練習問題:
(1) 内藤さんと佐々木先生の話について、次の(a)〜(c)が本文と合っているかどうかを「はい」か「いいえ」で答え、判断の決め手となる本文の言葉をそのまま引用してください。
(a) 佐々木先生はふだんから厳しく、生徒に恐れられる先生だった。
(b) 内藤さんがボクシングを始めたのは、いじめっ子に仕返しするためだった。
(c) 佐々木先生が大声で叫んだ後、内藤さんへのいじめはおさまった。
(2) 内藤さんと佐々木先生の話を、最後の文の後から続けて書いてください。

引用文:

--- --- ---

そんなとき、担任の先生、佐々木先生という先生が内藤さんの様子がおかしいことに気づいてくれました。佐々木先生は、ふだんは生徒との距離が近くて、人気のある先生で、ソフトな先生。その佐々木先生がクラスで、こう言ったそうです。
「最近、誰かが、誰かをからかっている。特定の人に、ひどいことをしている。誰がやっているか、思い当たる人は手をあげろ!」
普段優しい先生が怒ると、迫力あったでしょうね。
先生が怒っていることはわかって、誰も答えなかったそうです。すると先生は、大声でいじめっ子の名前を呼んだそうです。
「おい、○○。おまえのことを言ってんだよ!!」
教室は、シーンとなりました。内藤さんは、ビックリしたそうです。そして、すごいと思いました。なんでかというと、「こんな大人もいるんだ」と思ったからです。
佐々木先生が大声で叫んでから、内藤さんへのイジメはおさまったそうです。このことをきっかけに、内藤さんは、ボクシングを始めました。いじめっ子に仕返しするためじゃなくて、自分の身を守るため。いじめっ子パンチを打つのではなく、相手のパンチをよけるため。
ところが、不思議なことが起きたそうです。ボクシングを始めて、強くなると、いじめっ子に返そうという気持がなくなったんです。
こうして、内藤さんは、いじめから救われました。
内藤さんは強くなって、日本チャンピオンになってから、佐々木先生にこう言ったそうです。
「先生のひとことで、救われたんです。」
先生は、変わらぬ優しい笑顔で、小さくうなずいてくれたそうです。
さて、皆さん、聞いていてどうでしたか?ひどいいじめでしたね。いじめっ子たち、本当に許せないですね。佐々木先生が気付いてくれて良かった。

--- --- ---

物体のポイントラベル:
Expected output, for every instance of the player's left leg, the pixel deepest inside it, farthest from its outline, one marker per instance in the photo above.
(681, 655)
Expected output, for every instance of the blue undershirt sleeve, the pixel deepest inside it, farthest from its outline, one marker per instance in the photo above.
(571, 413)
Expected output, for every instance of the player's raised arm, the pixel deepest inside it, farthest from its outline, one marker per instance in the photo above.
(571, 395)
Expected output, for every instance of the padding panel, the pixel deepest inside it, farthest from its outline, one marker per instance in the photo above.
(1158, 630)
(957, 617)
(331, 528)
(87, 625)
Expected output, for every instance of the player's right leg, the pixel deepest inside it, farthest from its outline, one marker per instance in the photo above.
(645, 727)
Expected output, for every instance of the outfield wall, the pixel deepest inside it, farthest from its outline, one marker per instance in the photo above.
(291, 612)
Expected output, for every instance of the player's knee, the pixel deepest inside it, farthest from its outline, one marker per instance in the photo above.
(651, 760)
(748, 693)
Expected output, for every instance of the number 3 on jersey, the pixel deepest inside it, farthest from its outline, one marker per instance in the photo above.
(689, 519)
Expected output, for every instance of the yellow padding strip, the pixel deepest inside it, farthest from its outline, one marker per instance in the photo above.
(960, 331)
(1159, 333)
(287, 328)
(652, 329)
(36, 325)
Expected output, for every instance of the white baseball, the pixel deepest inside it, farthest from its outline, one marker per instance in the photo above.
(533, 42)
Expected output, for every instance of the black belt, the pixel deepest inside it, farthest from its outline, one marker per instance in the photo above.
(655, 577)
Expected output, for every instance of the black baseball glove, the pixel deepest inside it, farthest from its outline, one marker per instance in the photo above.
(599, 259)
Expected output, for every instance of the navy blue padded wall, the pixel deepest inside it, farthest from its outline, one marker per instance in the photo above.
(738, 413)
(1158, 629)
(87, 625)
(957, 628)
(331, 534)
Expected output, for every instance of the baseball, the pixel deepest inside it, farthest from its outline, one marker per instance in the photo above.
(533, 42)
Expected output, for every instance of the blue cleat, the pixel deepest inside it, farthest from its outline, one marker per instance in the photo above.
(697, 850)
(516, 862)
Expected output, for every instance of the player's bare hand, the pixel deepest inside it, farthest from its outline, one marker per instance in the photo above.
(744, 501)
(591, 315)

--- --- ---

解答:
(1)
(a) いいえ。「ふだんは生徒との距離が近くて、人気のある先生で、ソフトな先生」
(b) いいえ。「いじめっ子に仕返しするためじゃなくて、自分の身を守るため」
(c) はい。「佐々木先生が大声で叫んでから、内藤さんへのイジメはおさまったそうです。」

(2)
ただ、校長先生は、佐々木先生のやり方はどうだったのかな、と思います。いじめっ子の名前を呼んで、叱ったのですが、もしいじめが収まらなかったら、かえってひどいいじめになっていたかもしれません。じゃあ、どうすれば良かったのか。まず、いじめられている子がいたら、一番わかるのは、周りの子です。周りの子がいじめを止めることです。このことは前に話しました。
次に、先生が一人ではなく、先生方が力を合わせていじめを止めることです。もちろん、校長先生も登場します。内藤さんのようにいじめがひどい場合には、警察も必要ですね。
最後に、いじめられている子のおうちの人やいじめている人のおうちの人にも集まってもらうことです。
とはいっても、校長先生は佐々木先生はステキな先生だと思います。なぜなら、「いじめは絶対に許さない」という強い気持ちをもっていたからです。「いじめは絶対ダメ」という気持ちは、三小の先生方も佐々木先生に負けないくらい強いです。きっと、三小の皆さんも、「いじめは絶対にダメ」と思ってくれていると思います。
みんなでいじめのない三小にしていきましょう。
いじめ講話は、これで2学期に3回行いました。しつこいようですが、これくらいやった方が子供たちの印象に残ると思っています。